▸ Task set
a - Could you quote the People Analytics passage word for word, starting at "Finally, we have" and ending at "being used for."?
b - How would you render this sentence from the People Analytics passage in Spanish: "People Analytics has finally become one of the most exciting trends in business, one which all companies can adopt."
c - According to the People Analytics passage, what percentage of employees understand that their employer is capturing data about their activities at work?

++++ Source ++++

Finally, we have to put security and confidentiality on the front burner. Thanks to the various credit card and other security breaches we have witnessed recently, employees and legal departments are nervous about the analysis we do. HR departments and People Analytics team have to take a crash course in data security, privacy, and identity protection. People are beginning to get worried about what this data is being used for.

Our research seems to show that most employees (72% according to Conference Board) understand that their employer is capturing data about their activities at work. The real issue you face is how can you manage this data carefully and securely, without alarming employees or committing a breach of trust?

My discussions tell me three things are important:

  • First, tell people that any data you collect will be confidential and only used to help make their work life better. Let them “opt-in” wherever possible and don’t give employee-activity data to managers without very careful thought.
  • Second, make sure your data team is well trained in the issues of Personally Identifiable Data and you have security measures in place to make sure the data stays private.
  • Third, avoid using “anonymous” data in any feedback or analysis you do. While anonymity may make some sense on the public internet (although it is becoming less common every day), it only gets you in trouble at work. This tells people that when they fill out a survey or make a comment to someone else, the data is kept confidential but you do know where it comes from. Again this stresses the ethics and expertise of your internal team, but it’s the right thing to do.

People Analytics has finally become one of the most exciting trends in business, one which all companies can adopt. I welcome your comments and look forward to hearing about your experiences in this fast growing market.

++++ Information shown ++++

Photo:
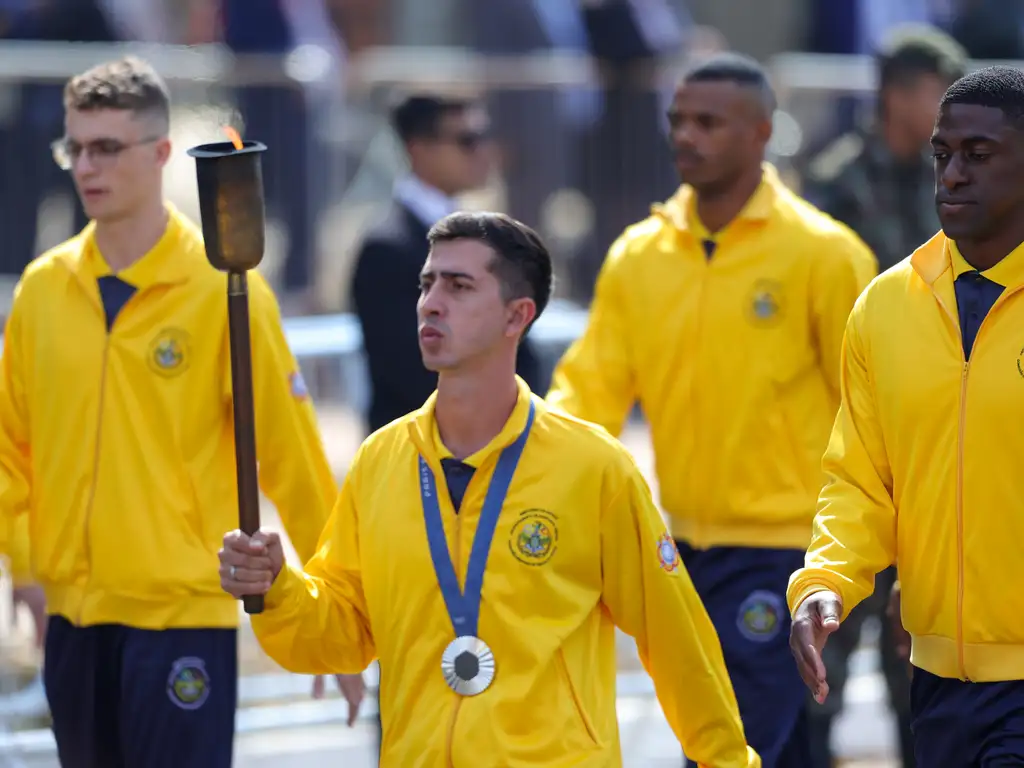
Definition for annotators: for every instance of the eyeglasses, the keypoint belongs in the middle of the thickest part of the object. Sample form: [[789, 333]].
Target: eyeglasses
[[467, 140], [102, 152]]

++++

▸ Answers to the exercises
a -
Finally, we have to put security and confidentiality on the front burner. Thanks to the various credit card and other security breaches we have witnessed recently, employees and legal departments are nervous about the analysis we do. HR departments and People Analytics team have to take a crash course in data security, privacy, and identity protection. People are beginning to get worried about what this data is being used for.

b - People Analytics se ha convertido por fin en una de las tendencias más emocionantes del mundo empresarial, una que todas las empresas pueden adoptar.

c - 72%, according to Conference Board.